◆ **WRITTEN INSTRUCTION**: Nothing other than the lines from the one containing "written like (204,308)." through the close of the entries below should be printed, each exactly.

◆ **RECORD EXCERPTS**:
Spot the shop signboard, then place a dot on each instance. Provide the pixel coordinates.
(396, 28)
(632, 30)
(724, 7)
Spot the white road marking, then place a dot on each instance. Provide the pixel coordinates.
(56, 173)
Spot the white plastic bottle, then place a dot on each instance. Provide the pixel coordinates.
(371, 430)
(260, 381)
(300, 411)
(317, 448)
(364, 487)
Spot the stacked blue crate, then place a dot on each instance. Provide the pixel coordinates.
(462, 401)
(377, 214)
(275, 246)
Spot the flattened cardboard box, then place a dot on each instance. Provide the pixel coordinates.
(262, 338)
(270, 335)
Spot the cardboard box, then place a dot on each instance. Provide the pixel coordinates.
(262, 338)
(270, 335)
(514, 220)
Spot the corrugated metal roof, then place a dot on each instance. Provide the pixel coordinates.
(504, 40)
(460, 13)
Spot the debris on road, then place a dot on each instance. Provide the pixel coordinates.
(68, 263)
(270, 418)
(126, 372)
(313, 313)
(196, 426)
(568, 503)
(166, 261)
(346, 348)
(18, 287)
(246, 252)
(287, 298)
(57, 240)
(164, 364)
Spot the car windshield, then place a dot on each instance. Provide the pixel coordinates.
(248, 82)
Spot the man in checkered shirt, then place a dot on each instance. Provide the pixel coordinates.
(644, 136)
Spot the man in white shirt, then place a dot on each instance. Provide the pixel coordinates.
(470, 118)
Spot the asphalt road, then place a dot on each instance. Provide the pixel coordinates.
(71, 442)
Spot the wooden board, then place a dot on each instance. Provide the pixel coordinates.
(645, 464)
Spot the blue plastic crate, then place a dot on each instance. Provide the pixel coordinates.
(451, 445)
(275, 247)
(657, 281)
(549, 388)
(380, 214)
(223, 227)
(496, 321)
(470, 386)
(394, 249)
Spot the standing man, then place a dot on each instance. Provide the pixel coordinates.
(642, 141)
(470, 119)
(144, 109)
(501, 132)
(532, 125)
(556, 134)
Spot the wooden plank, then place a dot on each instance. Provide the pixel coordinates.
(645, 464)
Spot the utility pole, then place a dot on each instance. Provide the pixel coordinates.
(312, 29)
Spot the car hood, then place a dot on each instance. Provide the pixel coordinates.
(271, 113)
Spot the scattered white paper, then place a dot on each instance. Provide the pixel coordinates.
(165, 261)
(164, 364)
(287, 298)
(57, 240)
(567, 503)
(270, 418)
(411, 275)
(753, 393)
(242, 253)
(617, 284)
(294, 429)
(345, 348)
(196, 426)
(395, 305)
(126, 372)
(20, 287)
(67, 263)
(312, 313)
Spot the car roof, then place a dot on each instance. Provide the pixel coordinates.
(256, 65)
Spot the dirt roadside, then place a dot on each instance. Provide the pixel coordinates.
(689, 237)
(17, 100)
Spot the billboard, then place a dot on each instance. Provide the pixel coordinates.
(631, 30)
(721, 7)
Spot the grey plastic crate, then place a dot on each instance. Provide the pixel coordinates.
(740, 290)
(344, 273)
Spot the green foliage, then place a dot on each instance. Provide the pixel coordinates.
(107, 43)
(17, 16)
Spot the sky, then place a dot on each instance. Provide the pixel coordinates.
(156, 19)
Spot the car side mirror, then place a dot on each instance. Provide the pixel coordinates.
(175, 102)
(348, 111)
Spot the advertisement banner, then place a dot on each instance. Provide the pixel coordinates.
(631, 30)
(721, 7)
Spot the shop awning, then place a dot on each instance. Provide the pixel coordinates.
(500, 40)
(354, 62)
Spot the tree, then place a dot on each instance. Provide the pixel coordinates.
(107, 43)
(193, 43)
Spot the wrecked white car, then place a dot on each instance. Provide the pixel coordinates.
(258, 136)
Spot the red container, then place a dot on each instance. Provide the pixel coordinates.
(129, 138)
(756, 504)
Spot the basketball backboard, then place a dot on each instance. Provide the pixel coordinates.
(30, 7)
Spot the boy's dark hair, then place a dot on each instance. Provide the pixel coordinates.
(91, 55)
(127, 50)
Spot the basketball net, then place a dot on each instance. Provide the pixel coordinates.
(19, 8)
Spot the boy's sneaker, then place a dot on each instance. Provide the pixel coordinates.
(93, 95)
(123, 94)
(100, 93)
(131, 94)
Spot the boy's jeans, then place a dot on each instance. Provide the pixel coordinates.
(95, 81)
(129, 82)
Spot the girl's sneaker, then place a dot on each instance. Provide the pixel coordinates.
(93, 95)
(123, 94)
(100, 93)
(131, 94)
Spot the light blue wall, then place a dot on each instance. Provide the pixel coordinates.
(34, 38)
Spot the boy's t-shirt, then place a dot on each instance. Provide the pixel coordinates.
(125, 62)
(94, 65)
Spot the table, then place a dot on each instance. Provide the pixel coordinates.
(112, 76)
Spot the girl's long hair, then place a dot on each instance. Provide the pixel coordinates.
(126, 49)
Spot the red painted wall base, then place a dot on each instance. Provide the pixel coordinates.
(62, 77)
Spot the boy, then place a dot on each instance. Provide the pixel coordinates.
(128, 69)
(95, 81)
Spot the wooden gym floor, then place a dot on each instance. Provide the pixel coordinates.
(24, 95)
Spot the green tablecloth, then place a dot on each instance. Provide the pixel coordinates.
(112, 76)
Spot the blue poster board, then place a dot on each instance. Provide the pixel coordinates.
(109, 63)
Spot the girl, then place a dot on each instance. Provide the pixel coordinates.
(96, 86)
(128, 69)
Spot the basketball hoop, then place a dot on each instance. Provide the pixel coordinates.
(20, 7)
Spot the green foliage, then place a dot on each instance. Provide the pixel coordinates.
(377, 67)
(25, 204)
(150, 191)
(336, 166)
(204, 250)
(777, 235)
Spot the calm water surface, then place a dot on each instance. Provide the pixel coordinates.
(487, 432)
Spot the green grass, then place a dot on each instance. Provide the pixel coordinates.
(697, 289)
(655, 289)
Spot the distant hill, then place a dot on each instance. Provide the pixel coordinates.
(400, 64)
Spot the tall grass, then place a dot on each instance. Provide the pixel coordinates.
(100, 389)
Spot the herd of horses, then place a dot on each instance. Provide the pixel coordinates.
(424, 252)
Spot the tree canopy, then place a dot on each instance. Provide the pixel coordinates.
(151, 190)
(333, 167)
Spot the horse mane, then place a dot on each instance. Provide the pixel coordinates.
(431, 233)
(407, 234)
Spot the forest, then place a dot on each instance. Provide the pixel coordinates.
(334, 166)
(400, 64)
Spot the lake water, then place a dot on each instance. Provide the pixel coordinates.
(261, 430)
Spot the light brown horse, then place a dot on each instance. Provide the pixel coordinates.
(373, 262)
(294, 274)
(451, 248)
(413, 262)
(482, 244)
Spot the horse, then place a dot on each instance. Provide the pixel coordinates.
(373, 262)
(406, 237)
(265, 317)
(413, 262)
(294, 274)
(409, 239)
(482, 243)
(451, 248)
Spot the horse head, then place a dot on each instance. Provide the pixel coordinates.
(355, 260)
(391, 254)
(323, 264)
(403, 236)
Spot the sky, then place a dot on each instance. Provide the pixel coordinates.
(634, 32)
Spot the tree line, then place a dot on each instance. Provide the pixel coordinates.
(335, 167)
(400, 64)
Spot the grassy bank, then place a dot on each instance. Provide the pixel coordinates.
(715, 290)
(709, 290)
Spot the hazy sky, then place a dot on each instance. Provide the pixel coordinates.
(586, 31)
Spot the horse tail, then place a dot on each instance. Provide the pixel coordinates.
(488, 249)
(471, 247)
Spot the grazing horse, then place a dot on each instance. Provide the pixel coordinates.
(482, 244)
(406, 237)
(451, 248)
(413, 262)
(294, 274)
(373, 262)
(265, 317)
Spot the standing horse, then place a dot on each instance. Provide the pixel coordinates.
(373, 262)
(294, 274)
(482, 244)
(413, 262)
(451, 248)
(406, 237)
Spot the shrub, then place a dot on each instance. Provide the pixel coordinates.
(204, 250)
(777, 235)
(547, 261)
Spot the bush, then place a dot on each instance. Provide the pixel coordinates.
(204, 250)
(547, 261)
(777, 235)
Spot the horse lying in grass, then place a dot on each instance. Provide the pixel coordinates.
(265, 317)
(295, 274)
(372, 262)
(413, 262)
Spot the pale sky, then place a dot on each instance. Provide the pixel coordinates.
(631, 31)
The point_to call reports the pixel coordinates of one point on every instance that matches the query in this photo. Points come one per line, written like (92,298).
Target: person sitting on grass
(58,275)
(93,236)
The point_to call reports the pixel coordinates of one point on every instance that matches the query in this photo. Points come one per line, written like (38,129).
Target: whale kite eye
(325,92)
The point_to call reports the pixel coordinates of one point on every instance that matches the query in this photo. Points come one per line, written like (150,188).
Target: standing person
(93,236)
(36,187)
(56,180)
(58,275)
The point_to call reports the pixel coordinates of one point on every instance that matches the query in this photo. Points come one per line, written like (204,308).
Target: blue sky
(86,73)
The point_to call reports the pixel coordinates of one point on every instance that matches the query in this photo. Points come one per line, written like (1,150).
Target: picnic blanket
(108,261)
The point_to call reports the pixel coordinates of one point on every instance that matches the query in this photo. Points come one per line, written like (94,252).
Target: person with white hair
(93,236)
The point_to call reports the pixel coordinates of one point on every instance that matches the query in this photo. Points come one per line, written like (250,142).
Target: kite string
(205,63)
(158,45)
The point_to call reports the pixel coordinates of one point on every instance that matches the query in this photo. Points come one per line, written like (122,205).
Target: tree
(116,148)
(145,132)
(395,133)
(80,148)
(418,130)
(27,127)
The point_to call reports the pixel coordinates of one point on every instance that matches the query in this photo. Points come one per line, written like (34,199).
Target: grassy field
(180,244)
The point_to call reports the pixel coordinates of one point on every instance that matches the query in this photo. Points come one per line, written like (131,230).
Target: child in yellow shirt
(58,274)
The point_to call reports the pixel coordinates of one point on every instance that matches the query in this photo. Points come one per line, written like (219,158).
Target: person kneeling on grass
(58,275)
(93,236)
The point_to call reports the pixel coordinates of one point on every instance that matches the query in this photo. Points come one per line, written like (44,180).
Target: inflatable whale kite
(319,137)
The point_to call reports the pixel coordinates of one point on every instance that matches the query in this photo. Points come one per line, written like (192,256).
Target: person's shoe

◆ **SOLUTION FOR THIS TASK**:
The point_to call reports the pixel coordinates of one point on every instance that matches the query in this photo. Points come one per line, written like (204,308).
Target: blue sky
(86,73)
The point_to call reports the pixel coordinates of one point on every instance that matches the query in this photo. Points come one per line, written like (1,150).
Target: picnic blanket
(108,261)
The point_to call reports the pixel coordinates of one point on every instance that matches the query in this photo. Points come one per line, written like (94,252).
Target: person with white hair
(93,236)
The point_to call reports the pixel coordinates of one point on every instance that matches the query in this photo. Points come one per line, written like (250,142).
Target: kite string
(205,63)
(158,45)
The point_to call reports the pixel coordinates of one point on every instance that matches the query in this photo. Points come one per line, written like (122,205).
Target: tree
(116,148)
(145,132)
(395,133)
(80,148)
(418,130)
(27,127)
The point_to call reports the pixel coordinates of one point on every instance that matches the query in this photo. Points come one per line, written like (34,199).
Target: grassy field
(180,244)
The point_to call reports the pixel coordinates of one point on every instance that matches the query in this photo. Points come one per line, written like (131,230).
Target: child in yellow shirt
(58,274)
The point_to call reports the pixel coordinates of one point on every instance that matches the query in this photo. Points come one per line, written like (219,158).
Target: person kneeling on grass
(58,275)
(93,236)
The point_to call reports the pixel coordinates of one point on every instance that matches the query in this photo. Points come one per line, written like (44,180).
Target: inflatable whale kite
(319,137)
The point_to call reports the pixel coordinates of one point on every instance that matches the query in this photo. Points come one per line, written like (192,256).
Target: person's shoe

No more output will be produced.